» **Exercise description**
Show every line below where "pool" can be found.

━━━━━━━━━━━━━━━━

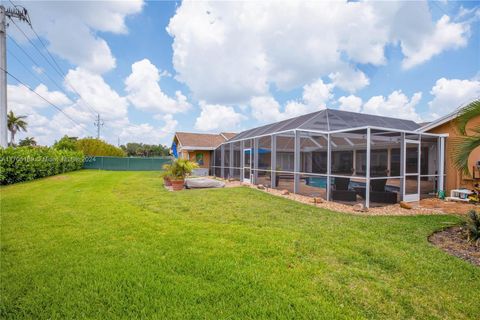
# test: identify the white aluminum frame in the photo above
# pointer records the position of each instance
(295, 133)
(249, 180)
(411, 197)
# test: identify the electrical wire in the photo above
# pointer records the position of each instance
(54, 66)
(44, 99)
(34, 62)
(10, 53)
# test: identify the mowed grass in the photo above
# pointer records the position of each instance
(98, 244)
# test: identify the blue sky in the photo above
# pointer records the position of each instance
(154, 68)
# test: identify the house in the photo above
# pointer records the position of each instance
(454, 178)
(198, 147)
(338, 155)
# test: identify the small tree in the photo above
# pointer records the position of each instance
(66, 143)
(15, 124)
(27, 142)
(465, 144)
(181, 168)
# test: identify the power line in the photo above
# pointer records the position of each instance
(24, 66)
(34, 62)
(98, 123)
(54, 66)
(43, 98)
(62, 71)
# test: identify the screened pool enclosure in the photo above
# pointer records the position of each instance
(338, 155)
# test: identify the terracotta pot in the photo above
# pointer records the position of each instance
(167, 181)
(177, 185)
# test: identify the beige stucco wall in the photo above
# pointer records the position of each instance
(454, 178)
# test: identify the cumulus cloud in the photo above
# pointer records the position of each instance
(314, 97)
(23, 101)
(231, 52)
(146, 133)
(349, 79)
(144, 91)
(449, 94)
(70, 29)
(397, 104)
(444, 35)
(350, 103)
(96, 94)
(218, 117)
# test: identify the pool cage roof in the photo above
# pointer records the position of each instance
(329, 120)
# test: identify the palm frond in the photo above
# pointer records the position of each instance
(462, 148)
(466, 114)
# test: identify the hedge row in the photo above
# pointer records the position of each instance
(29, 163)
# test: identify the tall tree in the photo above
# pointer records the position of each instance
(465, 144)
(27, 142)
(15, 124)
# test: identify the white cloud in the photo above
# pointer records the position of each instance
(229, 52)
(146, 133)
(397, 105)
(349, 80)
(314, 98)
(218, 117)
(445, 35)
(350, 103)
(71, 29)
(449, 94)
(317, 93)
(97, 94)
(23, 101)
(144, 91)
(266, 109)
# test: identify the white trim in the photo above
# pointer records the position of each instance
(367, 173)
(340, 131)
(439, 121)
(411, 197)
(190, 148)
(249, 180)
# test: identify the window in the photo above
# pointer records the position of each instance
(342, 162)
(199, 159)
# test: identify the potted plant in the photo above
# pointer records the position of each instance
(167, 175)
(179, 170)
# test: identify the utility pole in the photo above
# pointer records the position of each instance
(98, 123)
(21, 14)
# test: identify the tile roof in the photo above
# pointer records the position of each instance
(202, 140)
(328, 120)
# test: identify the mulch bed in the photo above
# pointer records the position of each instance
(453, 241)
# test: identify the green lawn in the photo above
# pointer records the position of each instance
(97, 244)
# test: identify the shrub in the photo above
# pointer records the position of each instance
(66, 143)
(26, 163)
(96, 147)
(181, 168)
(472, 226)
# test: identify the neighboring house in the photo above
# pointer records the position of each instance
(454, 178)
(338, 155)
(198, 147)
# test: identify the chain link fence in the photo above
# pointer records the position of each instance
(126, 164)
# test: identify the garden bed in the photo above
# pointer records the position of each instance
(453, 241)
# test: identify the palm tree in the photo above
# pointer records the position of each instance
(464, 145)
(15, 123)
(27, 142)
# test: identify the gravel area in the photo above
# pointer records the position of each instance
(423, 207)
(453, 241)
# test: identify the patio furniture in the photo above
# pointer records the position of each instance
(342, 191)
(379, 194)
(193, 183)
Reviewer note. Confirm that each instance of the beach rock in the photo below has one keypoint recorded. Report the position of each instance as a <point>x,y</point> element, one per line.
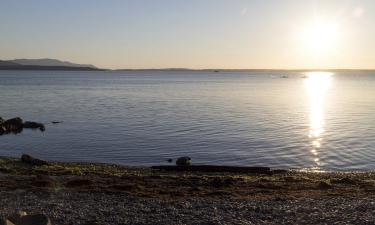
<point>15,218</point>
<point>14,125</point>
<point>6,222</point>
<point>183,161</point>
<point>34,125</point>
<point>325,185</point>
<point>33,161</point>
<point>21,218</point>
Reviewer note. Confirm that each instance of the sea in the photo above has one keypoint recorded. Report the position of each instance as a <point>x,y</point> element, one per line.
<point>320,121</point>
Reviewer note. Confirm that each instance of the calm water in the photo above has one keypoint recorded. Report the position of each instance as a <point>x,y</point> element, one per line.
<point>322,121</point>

━━━━━━━━━━━━━━━━

» **Final answer**
# test: identify the screened pool enclosure in the photo above
# test: identify the pool cage roof in the photo above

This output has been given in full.